-- begin STORED DATA --

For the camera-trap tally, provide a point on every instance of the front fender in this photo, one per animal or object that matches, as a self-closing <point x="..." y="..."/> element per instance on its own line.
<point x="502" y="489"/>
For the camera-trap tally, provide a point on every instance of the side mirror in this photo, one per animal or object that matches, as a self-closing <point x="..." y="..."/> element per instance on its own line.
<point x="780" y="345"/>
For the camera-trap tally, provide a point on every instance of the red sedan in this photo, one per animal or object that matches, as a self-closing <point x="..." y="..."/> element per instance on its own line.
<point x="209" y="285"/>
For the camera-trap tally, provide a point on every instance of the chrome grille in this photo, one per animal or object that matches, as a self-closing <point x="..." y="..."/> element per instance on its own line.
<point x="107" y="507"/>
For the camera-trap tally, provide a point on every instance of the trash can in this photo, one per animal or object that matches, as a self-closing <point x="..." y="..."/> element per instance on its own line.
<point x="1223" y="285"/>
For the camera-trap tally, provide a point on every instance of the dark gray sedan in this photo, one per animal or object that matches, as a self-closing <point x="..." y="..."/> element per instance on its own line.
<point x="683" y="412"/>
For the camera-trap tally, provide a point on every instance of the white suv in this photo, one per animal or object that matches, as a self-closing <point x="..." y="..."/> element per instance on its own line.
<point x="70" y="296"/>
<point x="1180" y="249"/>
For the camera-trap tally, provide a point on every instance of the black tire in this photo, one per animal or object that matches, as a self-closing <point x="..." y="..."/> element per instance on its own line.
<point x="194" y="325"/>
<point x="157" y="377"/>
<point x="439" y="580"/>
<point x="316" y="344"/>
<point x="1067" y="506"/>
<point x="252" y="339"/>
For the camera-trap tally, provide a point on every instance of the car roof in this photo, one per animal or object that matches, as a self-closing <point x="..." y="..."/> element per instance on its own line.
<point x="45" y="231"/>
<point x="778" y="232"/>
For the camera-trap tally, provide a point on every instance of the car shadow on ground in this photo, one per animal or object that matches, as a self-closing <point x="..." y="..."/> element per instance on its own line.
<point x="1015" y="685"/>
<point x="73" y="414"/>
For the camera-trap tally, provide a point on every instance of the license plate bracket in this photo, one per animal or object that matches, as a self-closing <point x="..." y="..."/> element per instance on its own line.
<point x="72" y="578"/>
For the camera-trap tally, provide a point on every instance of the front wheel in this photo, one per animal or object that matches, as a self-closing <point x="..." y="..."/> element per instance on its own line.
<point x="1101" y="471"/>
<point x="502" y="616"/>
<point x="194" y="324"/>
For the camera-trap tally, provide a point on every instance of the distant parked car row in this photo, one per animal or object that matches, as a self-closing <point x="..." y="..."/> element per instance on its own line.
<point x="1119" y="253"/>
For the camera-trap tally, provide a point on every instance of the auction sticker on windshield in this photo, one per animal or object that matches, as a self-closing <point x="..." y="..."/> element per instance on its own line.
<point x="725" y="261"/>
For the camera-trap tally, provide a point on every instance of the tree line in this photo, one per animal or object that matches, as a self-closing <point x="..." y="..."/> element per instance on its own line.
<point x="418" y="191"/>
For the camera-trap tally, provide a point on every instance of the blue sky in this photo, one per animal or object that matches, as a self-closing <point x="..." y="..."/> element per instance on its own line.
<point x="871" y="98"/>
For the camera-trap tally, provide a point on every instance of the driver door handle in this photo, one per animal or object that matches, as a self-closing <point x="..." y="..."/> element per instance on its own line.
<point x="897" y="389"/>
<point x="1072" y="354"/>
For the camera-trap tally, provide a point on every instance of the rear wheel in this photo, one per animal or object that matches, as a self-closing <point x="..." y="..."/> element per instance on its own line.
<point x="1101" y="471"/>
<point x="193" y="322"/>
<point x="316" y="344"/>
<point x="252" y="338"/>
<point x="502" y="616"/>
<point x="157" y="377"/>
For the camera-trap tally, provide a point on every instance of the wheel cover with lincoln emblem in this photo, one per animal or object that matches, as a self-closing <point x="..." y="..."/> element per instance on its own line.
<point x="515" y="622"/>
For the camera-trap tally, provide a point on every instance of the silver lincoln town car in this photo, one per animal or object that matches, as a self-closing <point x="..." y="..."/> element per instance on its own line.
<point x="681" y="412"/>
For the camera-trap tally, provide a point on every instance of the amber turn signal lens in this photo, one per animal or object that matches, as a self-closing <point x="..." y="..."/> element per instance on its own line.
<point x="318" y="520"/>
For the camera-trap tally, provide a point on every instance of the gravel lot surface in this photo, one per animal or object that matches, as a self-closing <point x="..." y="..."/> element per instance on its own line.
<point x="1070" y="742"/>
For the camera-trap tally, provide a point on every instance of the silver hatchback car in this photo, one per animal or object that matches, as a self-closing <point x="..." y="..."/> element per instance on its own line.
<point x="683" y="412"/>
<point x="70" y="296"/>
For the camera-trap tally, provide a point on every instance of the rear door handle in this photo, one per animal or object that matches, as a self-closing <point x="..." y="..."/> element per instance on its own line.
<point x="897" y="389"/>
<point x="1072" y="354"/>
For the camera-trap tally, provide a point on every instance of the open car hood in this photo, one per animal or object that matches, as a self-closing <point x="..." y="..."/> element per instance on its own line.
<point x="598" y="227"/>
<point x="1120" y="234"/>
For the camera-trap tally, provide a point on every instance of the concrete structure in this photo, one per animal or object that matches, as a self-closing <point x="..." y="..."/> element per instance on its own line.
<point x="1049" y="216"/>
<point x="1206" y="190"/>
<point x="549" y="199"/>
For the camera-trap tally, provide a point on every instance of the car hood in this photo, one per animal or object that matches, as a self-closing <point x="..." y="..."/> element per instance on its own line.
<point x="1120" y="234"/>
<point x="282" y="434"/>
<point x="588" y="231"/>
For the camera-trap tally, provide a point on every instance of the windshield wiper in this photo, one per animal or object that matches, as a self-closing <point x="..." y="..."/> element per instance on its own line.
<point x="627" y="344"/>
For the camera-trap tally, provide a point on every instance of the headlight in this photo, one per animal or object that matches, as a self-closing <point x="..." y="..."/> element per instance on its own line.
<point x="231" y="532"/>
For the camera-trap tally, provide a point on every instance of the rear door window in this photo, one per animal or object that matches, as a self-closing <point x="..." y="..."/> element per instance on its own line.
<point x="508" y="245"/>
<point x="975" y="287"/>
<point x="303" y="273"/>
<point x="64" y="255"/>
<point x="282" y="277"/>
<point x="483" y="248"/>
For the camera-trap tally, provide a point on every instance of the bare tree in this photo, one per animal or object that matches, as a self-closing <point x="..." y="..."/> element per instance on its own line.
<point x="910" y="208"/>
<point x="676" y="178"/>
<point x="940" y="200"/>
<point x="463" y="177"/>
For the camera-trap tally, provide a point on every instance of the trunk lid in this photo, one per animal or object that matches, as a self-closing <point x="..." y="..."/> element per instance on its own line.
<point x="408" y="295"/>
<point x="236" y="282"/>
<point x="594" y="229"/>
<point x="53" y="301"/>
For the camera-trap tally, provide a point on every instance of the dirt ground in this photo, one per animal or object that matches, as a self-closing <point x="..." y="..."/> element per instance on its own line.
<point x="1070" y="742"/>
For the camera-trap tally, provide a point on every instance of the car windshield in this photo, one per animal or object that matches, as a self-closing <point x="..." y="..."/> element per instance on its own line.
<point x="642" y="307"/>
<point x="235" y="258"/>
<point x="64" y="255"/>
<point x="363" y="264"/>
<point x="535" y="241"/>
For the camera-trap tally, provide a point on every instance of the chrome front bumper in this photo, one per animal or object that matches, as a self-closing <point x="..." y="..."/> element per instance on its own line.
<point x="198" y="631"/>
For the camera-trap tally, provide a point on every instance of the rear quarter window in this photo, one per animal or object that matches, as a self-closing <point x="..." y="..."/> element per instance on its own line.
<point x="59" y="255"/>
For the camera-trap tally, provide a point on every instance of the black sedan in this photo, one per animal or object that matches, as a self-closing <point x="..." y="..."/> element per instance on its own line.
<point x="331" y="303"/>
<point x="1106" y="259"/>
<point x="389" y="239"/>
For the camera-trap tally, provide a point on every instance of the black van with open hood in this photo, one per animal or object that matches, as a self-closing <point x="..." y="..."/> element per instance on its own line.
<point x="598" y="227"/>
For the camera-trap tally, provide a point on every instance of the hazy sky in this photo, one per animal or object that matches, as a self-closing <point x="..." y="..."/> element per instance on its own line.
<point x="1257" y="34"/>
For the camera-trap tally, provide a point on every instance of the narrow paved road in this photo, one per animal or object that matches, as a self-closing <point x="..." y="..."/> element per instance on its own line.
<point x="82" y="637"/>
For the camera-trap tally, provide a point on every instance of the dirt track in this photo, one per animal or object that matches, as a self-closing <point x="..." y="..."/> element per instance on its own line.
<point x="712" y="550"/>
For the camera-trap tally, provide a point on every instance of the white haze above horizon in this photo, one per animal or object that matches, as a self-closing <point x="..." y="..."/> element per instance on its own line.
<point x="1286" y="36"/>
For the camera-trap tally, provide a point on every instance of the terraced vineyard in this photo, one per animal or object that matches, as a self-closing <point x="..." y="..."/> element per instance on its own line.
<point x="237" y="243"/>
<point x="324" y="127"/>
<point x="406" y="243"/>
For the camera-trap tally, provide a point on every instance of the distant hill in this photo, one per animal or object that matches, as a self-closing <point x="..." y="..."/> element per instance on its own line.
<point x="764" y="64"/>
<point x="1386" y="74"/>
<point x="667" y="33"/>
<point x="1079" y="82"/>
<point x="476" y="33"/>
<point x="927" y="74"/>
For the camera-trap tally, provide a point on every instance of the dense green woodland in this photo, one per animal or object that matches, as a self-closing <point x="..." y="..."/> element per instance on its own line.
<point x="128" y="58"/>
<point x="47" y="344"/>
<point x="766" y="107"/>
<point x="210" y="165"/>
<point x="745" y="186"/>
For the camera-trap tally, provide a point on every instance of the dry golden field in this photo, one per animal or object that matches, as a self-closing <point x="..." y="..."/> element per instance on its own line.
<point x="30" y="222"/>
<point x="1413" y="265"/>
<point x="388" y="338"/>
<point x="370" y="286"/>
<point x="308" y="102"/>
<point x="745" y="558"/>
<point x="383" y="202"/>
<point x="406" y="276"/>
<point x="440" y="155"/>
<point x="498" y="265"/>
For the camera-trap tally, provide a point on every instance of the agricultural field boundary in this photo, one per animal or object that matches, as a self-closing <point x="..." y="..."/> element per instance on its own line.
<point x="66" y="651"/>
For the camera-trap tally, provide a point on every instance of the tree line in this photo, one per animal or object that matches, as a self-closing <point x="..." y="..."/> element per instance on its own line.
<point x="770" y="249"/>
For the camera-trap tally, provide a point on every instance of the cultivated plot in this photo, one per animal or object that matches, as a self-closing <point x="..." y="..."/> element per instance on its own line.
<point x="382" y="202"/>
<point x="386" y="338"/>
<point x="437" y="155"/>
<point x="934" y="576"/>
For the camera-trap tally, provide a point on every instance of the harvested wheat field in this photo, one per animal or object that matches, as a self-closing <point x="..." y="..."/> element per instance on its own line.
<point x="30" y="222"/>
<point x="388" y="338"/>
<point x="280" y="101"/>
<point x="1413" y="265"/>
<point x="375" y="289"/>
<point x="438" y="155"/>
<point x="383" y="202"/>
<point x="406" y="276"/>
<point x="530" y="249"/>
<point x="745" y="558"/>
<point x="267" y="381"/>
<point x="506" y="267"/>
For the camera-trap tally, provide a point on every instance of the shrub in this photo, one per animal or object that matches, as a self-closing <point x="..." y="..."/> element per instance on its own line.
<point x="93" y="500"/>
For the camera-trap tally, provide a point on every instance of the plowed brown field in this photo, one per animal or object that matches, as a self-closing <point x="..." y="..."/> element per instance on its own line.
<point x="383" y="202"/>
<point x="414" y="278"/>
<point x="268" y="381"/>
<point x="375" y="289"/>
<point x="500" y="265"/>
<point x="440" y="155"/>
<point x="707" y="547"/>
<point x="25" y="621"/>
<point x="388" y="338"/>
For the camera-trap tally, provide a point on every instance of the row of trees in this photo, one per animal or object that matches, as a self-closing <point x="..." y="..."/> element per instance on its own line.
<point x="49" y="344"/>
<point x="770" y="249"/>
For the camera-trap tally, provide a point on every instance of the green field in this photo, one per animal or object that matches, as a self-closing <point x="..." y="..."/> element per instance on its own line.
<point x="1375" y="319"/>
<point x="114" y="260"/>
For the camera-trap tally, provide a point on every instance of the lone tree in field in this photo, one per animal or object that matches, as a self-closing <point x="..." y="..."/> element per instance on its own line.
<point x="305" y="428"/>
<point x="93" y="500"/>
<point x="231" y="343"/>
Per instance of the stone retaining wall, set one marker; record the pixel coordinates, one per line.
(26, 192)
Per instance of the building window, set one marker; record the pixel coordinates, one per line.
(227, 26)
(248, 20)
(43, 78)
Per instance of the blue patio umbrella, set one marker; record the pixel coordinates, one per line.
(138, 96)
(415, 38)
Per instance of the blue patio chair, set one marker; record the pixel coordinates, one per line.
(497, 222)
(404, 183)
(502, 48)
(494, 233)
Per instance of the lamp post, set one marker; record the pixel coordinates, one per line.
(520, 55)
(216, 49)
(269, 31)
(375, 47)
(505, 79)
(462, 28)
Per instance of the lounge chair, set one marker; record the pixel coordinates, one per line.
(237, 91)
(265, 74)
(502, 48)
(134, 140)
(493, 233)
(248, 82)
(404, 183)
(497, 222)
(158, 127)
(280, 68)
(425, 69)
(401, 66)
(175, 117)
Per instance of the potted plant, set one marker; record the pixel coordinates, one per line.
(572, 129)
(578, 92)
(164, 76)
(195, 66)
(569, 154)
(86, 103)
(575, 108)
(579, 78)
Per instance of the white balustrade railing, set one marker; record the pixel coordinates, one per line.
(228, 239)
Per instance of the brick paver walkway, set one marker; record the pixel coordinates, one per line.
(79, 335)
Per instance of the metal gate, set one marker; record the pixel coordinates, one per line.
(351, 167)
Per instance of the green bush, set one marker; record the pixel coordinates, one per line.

-- end STORED DATA --

CHALLENGE
Quote, word for word, every line starting at the one that contains "Per instance of the lounge" and ending with the final line of the entries.

RIGHT ANSWER
Per instance of the lounge chair, set one marker; record the pixel coordinates, one per line.
(237, 91)
(265, 74)
(502, 48)
(134, 140)
(493, 233)
(248, 82)
(404, 183)
(497, 222)
(158, 127)
(280, 68)
(425, 69)
(401, 66)
(175, 117)
Per instance of the potted plant, set one marker; record the pixel coordinates, one per line.
(572, 129)
(578, 92)
(164, 76)
(195, 66)
(569, 154)
(86, 103)
(575, 108)
(579, 78)
Per instance of the white balustrade railing, set one marker; record the pixel coordinates, one per line.
(228, 239)
Per instance of the brick paver walkway, set one marker; record the pixel coordinates, one per line.
(79, 335)
Per instance of the metal gate, set one marker; record the pixel coordinates, one per line.
(351, 167)
Per instance of the green bush, set one marker; record the pixel coordinates, one per line.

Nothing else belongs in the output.